EXERCISE PROMPT: Pull from the data below each line where the word "black" occurs, and copy it.

INPUT MATERIAL:

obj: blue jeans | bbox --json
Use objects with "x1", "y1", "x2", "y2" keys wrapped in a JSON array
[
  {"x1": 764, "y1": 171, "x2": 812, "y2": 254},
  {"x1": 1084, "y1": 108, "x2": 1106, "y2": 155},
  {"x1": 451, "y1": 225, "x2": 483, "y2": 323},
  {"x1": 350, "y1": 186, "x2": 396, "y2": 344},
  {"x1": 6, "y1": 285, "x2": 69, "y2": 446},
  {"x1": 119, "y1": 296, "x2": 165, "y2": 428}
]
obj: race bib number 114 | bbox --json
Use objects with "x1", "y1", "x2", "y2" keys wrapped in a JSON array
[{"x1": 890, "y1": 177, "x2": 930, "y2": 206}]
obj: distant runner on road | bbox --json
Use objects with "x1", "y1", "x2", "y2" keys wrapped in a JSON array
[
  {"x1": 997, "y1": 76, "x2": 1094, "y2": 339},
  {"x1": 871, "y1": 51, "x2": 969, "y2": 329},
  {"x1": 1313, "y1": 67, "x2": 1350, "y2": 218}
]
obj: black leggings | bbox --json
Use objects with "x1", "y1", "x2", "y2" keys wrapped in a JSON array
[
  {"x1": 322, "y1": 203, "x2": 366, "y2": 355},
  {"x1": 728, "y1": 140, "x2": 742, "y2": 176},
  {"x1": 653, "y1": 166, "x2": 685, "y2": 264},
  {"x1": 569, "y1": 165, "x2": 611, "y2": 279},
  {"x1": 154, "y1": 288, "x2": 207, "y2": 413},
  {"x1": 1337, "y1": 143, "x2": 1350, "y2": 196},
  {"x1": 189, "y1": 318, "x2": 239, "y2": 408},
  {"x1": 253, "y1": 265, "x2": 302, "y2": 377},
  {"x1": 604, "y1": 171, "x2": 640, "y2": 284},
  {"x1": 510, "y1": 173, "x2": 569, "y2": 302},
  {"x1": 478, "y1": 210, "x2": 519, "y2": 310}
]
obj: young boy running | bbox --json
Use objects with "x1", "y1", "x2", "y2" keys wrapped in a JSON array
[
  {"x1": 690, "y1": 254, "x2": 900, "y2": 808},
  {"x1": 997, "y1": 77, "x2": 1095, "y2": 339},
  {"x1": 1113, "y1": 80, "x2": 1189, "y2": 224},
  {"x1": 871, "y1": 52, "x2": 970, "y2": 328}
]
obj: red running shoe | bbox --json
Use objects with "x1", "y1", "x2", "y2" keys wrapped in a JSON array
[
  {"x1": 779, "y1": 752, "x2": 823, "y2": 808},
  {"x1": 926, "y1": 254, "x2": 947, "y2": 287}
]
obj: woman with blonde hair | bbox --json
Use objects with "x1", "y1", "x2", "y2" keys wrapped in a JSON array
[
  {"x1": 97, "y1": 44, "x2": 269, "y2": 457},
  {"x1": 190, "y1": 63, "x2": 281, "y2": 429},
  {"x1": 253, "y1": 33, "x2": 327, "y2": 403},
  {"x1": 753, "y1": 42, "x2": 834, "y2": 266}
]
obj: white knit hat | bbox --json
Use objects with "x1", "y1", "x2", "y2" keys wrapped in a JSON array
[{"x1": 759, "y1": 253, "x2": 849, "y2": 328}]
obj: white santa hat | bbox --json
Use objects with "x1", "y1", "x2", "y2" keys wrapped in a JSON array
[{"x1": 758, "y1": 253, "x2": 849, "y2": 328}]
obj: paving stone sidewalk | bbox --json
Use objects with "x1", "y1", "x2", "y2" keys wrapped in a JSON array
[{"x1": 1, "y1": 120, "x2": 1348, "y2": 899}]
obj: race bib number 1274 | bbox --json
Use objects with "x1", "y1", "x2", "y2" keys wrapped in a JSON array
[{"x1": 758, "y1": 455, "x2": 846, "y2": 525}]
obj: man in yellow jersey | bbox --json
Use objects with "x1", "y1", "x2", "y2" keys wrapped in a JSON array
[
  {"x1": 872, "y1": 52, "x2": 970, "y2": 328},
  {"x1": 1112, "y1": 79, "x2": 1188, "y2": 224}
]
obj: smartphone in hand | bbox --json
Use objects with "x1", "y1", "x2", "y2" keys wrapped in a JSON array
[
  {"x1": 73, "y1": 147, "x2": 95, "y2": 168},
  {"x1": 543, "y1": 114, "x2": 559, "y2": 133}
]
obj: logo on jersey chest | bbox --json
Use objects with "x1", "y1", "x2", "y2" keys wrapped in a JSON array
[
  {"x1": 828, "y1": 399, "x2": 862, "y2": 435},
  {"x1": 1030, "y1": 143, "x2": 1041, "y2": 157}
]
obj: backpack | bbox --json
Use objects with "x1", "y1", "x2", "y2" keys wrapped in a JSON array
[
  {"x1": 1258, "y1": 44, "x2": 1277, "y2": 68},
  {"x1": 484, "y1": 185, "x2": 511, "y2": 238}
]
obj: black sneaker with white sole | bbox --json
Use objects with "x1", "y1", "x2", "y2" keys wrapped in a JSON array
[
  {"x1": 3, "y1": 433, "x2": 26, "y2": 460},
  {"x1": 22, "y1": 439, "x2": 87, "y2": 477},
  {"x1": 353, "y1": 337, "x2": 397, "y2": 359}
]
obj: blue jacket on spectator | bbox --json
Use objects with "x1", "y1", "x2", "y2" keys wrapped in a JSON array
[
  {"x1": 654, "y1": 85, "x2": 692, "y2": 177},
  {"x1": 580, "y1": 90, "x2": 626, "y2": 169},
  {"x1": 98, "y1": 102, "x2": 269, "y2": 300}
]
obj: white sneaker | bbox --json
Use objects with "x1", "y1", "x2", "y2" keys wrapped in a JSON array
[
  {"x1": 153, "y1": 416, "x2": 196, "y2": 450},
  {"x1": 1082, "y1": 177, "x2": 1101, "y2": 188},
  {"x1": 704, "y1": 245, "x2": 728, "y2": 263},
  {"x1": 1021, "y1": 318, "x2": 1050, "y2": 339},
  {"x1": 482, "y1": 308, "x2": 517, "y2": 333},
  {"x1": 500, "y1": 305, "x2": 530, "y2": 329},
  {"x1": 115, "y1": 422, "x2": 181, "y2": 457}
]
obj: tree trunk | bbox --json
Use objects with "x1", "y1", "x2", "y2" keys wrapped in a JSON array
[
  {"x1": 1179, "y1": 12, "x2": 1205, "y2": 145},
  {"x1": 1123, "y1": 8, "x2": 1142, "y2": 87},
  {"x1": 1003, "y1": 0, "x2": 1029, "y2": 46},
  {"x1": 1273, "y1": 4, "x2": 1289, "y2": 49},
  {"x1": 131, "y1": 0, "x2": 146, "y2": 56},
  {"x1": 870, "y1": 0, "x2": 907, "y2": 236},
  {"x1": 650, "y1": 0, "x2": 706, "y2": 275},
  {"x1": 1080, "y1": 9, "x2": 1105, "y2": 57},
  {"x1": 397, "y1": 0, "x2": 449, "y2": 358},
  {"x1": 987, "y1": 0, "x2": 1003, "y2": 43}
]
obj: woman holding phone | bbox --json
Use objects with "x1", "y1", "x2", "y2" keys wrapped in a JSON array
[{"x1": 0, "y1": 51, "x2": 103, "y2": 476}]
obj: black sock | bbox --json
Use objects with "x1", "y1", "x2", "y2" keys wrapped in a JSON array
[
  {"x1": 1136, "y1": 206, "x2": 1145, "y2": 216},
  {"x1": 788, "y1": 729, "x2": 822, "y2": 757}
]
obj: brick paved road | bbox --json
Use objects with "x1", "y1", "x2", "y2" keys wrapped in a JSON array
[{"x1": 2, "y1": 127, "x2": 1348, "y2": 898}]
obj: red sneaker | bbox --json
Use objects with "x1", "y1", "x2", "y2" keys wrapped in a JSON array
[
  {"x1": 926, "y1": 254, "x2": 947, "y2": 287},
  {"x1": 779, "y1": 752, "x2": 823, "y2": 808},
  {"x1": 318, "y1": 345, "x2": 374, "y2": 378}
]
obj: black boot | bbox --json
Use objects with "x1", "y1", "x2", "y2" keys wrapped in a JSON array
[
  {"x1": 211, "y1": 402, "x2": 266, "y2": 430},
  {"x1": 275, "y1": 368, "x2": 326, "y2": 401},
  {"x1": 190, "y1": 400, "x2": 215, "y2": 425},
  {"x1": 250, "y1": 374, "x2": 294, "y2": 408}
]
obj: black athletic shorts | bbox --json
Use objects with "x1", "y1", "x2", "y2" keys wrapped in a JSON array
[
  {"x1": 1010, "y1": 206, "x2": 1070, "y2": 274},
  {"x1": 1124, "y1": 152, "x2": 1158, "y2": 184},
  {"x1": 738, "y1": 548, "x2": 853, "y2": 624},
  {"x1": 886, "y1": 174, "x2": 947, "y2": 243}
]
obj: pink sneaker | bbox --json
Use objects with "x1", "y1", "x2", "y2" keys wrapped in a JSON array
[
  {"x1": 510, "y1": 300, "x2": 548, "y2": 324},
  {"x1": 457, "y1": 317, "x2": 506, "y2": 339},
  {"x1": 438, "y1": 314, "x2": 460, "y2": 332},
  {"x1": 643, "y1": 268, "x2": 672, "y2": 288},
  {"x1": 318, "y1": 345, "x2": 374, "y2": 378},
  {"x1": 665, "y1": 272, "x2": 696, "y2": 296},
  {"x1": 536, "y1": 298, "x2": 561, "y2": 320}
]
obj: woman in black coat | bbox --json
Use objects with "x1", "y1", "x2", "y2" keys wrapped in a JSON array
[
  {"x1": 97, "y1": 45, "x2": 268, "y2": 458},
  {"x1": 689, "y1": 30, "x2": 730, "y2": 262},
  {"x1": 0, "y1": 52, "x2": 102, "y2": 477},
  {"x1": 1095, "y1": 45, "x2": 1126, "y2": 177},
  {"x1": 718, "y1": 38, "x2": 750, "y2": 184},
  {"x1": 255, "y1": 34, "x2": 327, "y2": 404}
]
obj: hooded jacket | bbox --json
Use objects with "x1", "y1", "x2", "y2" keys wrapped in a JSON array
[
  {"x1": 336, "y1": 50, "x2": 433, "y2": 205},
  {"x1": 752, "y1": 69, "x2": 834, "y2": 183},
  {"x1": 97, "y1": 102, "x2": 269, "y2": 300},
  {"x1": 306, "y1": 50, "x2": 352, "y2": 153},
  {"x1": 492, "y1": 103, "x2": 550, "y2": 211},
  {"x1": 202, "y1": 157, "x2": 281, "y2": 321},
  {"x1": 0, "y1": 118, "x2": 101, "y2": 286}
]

OUTPUT:
obj: black leggings | bbox --json
obj: black sneaker with white sole | bbox --json
obj: black sock | bbox --json
obj: black boot | bbox --json
obj: black athletic shorts | bbox --json
obj: woman in black coat | bbox --json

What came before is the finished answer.